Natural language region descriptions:

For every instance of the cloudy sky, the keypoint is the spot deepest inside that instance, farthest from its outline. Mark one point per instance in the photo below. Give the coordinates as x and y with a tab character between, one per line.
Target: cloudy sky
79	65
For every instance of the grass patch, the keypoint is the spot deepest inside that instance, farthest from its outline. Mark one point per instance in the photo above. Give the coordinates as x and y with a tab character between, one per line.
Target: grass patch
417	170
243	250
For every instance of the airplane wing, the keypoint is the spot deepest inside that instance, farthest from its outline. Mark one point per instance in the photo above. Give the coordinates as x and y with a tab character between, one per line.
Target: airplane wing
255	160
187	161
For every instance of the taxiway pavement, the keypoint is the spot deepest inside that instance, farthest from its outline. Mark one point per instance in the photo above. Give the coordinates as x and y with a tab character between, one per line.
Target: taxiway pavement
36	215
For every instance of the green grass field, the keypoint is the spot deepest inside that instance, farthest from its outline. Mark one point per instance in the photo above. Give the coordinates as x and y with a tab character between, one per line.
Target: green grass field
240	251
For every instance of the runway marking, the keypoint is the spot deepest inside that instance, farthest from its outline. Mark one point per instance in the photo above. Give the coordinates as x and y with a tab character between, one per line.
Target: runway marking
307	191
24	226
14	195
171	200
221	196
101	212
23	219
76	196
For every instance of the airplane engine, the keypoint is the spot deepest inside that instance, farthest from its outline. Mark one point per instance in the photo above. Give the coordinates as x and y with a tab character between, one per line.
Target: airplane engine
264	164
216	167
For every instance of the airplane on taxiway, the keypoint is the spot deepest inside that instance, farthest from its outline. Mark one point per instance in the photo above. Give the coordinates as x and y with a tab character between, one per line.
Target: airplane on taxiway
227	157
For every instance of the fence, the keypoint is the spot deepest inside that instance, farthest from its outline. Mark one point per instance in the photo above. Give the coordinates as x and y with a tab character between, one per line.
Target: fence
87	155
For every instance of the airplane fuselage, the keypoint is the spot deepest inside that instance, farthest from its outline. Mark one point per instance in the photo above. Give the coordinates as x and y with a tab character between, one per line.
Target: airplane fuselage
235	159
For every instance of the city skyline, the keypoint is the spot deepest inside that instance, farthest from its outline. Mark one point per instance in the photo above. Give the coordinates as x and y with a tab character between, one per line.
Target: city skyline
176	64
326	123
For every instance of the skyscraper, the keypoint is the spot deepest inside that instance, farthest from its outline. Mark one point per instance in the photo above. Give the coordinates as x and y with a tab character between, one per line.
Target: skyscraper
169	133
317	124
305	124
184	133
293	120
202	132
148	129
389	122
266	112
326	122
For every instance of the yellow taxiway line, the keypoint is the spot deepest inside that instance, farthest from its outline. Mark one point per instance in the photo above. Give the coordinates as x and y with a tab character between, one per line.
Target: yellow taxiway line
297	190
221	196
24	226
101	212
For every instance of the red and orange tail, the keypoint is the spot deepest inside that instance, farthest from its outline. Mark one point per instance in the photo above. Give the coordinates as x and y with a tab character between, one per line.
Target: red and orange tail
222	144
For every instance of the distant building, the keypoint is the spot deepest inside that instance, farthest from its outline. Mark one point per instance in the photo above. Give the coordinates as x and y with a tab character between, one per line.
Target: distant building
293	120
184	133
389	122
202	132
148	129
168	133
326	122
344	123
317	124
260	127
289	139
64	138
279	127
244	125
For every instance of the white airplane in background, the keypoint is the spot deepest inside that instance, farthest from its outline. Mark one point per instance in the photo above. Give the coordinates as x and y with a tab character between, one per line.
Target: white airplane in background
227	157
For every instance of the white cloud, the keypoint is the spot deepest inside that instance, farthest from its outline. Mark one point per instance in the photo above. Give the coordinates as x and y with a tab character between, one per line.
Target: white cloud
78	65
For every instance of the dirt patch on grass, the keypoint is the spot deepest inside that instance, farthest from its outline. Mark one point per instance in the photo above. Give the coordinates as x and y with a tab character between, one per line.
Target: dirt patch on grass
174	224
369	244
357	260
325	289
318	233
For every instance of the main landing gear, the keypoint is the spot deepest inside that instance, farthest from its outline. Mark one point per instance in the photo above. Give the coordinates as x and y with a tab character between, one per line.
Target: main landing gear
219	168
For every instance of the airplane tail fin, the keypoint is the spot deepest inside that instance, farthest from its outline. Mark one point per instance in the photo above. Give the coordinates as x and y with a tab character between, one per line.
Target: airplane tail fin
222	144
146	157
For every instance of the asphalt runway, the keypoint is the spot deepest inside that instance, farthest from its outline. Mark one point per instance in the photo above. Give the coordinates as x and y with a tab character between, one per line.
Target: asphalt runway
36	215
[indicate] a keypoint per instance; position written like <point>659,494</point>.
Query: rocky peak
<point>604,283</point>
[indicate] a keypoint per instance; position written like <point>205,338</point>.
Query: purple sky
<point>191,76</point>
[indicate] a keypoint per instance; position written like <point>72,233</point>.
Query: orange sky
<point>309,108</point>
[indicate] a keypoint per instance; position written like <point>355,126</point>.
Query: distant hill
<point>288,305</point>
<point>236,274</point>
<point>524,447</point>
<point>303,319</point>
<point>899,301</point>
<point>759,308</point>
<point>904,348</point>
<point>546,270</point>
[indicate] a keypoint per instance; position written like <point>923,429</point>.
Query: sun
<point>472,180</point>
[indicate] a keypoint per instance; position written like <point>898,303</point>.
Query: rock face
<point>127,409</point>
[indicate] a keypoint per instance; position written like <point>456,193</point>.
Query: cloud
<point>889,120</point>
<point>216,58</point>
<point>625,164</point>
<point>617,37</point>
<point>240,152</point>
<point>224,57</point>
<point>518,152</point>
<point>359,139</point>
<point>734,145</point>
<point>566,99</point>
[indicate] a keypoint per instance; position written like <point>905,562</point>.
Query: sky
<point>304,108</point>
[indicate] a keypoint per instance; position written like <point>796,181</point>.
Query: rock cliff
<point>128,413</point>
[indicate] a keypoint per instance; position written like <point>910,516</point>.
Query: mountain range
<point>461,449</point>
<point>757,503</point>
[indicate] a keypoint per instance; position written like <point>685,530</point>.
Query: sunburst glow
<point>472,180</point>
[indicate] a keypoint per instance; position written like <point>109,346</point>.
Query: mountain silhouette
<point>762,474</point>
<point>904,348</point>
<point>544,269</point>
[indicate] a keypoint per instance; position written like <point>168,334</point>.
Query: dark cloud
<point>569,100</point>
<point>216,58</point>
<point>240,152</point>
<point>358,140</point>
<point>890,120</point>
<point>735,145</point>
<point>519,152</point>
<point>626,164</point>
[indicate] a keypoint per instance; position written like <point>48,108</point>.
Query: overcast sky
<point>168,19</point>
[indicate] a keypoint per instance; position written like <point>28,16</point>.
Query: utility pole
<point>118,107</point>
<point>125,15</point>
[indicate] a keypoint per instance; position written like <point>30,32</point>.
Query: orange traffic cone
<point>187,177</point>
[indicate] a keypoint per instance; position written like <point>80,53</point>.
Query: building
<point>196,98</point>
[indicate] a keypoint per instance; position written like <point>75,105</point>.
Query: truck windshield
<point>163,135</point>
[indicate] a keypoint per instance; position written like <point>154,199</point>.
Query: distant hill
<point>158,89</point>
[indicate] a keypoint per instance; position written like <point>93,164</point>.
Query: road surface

Exercise details>
From the line that contains "written like <point>48,108</point>." to the last line of the data, write out each line exactly and add nothing.

Solution for this problem>
[indicate] a keypoint per instance; position written like <point>48,108</point>.
Query: overcast sky
<point>168,19</point>
[indicate] a keypoint per instance; position written like <point>28,16</point>.
Query: utility pole
<point>118,107</point>
<point>125,15</point>
[indicate] a keypoint per instance; position written like <point>30,32</point>.
Query: orange traffic cone
<point>187,177</point>
[indicate] a keypoint per instance; position written like <point>80,53</point>.
Query: building
<point>196,98</point>
[indicate] a keypoint per instance; position written like <point>75,105</point>.
Query: truck windshield
<point>163,135</point>
[indicate] a keypoint per instance; position written like <point>154,199</point>.
Query: distant hill
<point>158,89</point>
[indicate] a keypoint per instance; position written like <point>93,164</point>.
Query: road surface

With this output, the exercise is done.